> [PROBLEM A]: Name every television show mentioned in the blog post about being ill.
> [PROBLEM B]: Pick up the blog post about being ill after its last sentence and keep writing.

> [PAGE EXTRACT]:
----------------
Being ill sucks. I’m ill right now: I have a cold. I know that a cold doesn’t sound all that serious, but being a guy I’m incapacitated. So naturally I haven’t been in college all week, after I learnt my lines (I’m a performing arts student) and finished my other homework – actually I lie, I haven’t done any of this because I’m ill. I’ve been sitting around getting bored and lonely. Something had to give, I needed entertaining, so I searched for something to do.
Watching the tellybox seemed the obvious choice, but as usual there was nothing on. A few days beforehand, however, my mum had suggested watching an American show called Breaking Bad, and boy is it amazing.
Breaking Bad follows the story of a 50-year-old high school chemistry teacher, who after being diagnosed with lung cancer becomes a crystal meth dealer to provide for his family after his death. When I was first told what the show was about I cringed, thinking it would be just another shoot ‘em up show filled with excessive swearing and pointless sex. But my mother tends to have good taste in television – though she does watch Emmerdale and Coronation Street, both of which bore me sideways – so I do tend to trust her judgement (I ought to say that because she’s probably going to read this and won’t be pleased about my comments on soap operas) and hence I gave Breaking Bad a try
I watched the entire first series in one day. Which is six 45-minute-long episodes, so a day’s worth of telly goodness.
I must apologise now for my use of the word “tellybox,” but it was something I started on my blog and now it is just something I do.
----------------
> [DATA PROVIDED]:
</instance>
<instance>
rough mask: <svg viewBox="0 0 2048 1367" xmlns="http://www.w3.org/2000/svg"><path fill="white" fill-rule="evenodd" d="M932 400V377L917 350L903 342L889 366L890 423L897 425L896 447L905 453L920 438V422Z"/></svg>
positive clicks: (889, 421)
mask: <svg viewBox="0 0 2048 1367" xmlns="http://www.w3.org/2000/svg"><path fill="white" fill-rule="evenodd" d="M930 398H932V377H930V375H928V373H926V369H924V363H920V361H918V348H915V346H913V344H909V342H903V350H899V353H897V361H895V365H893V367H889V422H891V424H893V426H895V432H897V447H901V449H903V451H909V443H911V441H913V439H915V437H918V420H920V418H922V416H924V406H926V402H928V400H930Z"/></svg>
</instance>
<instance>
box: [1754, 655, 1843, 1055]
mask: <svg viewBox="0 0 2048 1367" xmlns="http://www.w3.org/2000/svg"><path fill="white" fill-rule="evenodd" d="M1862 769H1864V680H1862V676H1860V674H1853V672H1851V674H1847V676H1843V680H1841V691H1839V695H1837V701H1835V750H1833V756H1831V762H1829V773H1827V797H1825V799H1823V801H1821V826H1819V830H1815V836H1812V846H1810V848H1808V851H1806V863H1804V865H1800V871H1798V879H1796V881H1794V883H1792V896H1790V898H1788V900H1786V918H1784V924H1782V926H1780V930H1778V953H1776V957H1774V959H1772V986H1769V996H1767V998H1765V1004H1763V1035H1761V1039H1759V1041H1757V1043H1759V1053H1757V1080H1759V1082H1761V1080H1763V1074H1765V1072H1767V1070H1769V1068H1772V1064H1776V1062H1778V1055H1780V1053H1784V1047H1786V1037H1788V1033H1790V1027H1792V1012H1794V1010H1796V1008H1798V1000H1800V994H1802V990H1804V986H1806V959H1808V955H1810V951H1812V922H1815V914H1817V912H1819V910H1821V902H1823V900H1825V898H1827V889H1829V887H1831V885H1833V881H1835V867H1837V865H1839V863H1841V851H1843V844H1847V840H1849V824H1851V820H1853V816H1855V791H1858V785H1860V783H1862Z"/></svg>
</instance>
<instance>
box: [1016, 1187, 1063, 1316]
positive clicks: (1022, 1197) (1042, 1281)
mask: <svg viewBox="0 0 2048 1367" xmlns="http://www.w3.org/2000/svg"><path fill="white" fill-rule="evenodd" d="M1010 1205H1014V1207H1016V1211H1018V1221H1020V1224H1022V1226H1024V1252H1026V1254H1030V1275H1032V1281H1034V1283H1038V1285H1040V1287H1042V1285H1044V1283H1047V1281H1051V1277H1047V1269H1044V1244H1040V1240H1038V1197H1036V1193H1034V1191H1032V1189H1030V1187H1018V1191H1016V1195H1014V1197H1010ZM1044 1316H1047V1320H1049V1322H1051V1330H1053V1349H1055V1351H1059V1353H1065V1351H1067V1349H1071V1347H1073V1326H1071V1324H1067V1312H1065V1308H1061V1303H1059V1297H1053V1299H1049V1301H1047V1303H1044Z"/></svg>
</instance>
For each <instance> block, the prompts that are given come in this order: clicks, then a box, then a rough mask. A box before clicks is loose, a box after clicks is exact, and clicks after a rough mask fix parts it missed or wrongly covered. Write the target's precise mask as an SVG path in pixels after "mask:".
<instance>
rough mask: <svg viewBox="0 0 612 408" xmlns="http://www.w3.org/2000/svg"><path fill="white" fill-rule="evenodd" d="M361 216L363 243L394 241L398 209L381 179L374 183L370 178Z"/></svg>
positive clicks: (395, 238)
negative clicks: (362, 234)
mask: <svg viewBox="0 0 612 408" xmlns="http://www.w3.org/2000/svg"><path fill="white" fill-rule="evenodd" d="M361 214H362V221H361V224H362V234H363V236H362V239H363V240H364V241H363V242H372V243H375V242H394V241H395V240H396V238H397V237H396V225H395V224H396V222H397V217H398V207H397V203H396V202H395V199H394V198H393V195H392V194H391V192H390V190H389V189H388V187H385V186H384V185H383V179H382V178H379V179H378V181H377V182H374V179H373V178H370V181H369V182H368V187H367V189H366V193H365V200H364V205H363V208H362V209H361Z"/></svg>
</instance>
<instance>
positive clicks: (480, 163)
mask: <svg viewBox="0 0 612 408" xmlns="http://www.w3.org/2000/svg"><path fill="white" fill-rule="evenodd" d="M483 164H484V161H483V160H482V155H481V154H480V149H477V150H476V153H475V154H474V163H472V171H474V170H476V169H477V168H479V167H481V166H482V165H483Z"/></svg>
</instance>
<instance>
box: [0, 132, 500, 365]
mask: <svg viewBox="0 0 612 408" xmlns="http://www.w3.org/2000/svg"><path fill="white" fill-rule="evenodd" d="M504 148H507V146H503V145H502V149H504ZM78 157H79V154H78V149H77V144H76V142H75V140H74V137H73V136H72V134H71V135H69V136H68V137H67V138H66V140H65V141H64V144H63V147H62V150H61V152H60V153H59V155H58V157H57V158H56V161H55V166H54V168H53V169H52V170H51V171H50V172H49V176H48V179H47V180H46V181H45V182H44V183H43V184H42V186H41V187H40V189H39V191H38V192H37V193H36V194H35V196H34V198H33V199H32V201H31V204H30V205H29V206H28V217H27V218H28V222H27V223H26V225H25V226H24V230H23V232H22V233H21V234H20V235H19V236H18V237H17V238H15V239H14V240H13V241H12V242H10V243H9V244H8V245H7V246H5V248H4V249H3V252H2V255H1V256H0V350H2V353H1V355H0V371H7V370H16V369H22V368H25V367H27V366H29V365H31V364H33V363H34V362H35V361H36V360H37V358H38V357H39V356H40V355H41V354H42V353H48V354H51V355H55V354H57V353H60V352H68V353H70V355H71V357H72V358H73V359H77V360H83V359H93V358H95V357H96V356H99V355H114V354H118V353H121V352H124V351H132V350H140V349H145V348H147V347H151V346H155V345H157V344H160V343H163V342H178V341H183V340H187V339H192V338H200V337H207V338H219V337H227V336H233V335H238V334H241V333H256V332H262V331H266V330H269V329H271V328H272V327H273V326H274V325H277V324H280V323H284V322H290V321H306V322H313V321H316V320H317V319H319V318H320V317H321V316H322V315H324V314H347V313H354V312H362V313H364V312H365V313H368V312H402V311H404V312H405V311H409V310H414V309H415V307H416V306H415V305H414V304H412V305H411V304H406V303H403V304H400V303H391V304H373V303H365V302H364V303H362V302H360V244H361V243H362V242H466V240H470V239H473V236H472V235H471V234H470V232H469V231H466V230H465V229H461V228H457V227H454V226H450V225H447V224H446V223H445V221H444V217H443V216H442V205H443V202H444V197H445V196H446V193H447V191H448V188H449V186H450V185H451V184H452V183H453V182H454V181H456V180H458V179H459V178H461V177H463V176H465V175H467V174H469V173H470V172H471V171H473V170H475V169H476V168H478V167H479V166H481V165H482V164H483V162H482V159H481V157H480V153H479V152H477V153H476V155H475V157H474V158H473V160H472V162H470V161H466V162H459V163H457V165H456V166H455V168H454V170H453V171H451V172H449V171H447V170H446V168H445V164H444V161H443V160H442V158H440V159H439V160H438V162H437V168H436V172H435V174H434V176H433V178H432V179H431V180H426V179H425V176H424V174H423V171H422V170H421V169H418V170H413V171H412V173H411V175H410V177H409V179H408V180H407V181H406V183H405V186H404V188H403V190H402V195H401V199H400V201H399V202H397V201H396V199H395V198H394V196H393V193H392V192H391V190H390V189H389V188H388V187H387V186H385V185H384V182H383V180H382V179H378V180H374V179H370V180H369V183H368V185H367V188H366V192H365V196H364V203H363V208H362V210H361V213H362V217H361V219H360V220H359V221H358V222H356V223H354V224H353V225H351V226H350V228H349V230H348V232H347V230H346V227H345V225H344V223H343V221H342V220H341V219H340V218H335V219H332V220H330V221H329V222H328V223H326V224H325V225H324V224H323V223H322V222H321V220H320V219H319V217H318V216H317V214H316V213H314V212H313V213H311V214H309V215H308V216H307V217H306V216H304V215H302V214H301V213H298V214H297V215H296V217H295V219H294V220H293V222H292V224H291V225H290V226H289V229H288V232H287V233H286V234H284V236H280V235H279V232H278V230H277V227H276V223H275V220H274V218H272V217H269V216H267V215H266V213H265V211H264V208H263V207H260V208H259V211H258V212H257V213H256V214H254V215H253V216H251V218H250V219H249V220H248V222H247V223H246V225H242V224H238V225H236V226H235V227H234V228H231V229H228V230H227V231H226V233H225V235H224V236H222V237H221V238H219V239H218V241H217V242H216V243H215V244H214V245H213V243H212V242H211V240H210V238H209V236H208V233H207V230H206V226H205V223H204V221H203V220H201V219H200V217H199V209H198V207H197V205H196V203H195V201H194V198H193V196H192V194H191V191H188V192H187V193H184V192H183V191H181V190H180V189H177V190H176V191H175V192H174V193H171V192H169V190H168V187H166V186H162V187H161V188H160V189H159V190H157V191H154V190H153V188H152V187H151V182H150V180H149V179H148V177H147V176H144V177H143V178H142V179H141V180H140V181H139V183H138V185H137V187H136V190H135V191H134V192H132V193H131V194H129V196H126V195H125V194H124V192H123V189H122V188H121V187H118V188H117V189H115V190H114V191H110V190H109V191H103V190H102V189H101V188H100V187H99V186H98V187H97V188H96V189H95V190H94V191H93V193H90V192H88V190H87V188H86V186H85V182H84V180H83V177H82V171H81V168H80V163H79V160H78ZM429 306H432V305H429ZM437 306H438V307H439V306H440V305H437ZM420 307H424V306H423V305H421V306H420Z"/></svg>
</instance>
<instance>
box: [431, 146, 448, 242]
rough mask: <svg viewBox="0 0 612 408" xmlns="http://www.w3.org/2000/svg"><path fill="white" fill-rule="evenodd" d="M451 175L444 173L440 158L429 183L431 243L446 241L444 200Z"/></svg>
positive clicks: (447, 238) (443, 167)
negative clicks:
----------------
> [YOUR RESPONSE A]: Breaking Bad, Emmerdale, Coronation Street

> [YOUR RESPONSE B]:
Anyway, Breaking Bad – it really is an excellent show, partly because it is so well written. But mostly because the main character, Walter, ends up – SPOILER – killing someone, and he struggles, it makes him feel guilty and he has to deliberate over it. I think that this is amazing. I have seen so many stupid films with protagonists who push paper for a living, who are quietly married and who aren’t murderers; but as soon as they’re handed a gun, bang somebody’s dead and no one cares. They seem to adopt this senseless killing as though it were normal, and they kill and kill and kill and show no remorse or sign of guilt. I’m afraid I can’t think of a good example but it does happen very often.
If I killed someone I imagine I’d be pretty shaken. Ending somebody’s life would bother me, it would make me guilty and stressed – I’d have nightmares. It goes the other way too: we often have a protagonist who lives all nice and peacefully, then suddenly they’re getting shot at but they shrug and carry on as normal! Now excuse me if I’m being a wuss, but if you were to fire a gun at me (or attempt to end my life in any fashion) I’d be terrified, I’d be shaking and cowering and I certainly wouldn’t be all calm and relaxed. I would be out of there like a rat out of an aqueduct. Because for the average person murder is not part of normal life. I may seem naive when I say this, but murder happens on the news – if it were to actually occur in my life I’d be really cut up about it.